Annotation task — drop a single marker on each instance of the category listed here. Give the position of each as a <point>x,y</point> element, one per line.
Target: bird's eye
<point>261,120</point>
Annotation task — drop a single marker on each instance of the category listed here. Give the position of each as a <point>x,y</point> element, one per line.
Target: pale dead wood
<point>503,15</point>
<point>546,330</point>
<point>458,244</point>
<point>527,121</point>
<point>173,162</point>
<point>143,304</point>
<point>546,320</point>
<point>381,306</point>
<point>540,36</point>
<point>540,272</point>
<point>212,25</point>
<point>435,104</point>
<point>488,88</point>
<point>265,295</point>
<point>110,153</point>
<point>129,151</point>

---

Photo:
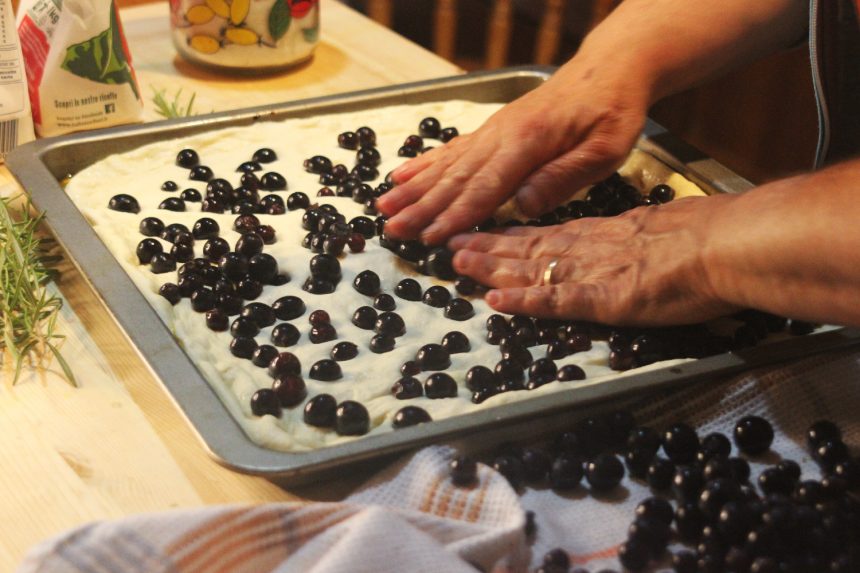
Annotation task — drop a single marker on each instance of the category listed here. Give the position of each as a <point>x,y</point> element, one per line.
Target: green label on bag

• **What the task asks**: Which lines in the data above contain the string "Target", with capitalization counting? Pick out each of them and copy it whole.

• **Answer to this task**:
Target: bird's eye
Target: pale dead wood
Target: green label on bag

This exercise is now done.